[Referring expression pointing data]
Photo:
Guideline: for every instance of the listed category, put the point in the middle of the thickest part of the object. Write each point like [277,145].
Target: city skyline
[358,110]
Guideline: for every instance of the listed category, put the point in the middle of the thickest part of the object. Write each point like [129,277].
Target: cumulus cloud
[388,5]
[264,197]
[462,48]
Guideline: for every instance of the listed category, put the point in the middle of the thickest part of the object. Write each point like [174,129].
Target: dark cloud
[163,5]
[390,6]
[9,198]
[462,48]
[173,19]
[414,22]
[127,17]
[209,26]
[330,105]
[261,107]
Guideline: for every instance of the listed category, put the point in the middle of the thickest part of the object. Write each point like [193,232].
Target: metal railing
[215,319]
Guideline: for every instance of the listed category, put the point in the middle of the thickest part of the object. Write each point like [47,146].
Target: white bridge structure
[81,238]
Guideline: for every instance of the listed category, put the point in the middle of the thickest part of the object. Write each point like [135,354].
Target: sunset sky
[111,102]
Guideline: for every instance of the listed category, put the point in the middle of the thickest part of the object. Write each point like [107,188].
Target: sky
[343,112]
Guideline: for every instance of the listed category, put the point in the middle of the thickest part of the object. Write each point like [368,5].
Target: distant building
...
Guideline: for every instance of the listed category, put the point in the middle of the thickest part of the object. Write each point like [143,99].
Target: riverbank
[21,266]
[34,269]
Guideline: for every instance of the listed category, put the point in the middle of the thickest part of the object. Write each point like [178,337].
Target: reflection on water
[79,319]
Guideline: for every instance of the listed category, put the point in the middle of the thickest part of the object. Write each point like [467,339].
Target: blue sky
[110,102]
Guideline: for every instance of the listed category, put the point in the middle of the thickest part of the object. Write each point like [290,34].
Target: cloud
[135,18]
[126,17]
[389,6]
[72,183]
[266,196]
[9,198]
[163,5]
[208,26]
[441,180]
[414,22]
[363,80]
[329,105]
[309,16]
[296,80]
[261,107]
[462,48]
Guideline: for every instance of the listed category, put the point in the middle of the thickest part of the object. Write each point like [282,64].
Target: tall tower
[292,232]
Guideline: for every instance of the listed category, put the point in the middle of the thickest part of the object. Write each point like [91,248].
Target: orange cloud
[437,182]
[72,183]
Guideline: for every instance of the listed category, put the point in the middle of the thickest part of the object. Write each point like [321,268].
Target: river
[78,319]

**WORK INSTRUCTION**: Take the lines above from the one containing "point like [277,145]." to the one containing "Target: distant building" and retype them exactly, both ends included, with nothing added.

**OUTPUT**:
Guideline: for every instance of the listed category, put the point in the middle of the thickest part of the object. Write each point like [277,145].
Target: city skyline
[358,110]
Guideline: for every instance of the listed category, put the point in the middle of the thickest part of the object. Write each point like [129,277].
Target: cumulus cloud
[388,5]
[264,197]
[462,48]
Guideline: for every instance of the listed category, put the point in the middle of the thickest part of the object. Write each point like [174,129].
Target: dark cloud
[163,5]
[390,6]
[9,198]
[462,48]
[173,19]
[414,22]
[127,17]
[209,26]
[330,105]
[261,107]
Guideline: for every instance of the listed category, put the point in the middle of the thickest part of the object. Write each point like [193,232].
Target: metal railing
[215,319]
Guideline: for every instance of the listed category, put the point in the middle of the thickest part of the object. Write each point like [47,146].
Target: white bridge structure
[81,238]
Guideline: for every instance of the listed category, put the point in the middle of the thickest part of the object. Write each point like [135,354].
Target: sunset sky
[111,102]
Guideline: for every instance of the listed category, put the point in the middle of the thickest part of the object. Write each point like [107,188].
Target: sky
[343,112]
Guideline: for every instance of the listed category, put the point in the middle of the thickest part of the object. Write each point like [368,5].
Target: distant building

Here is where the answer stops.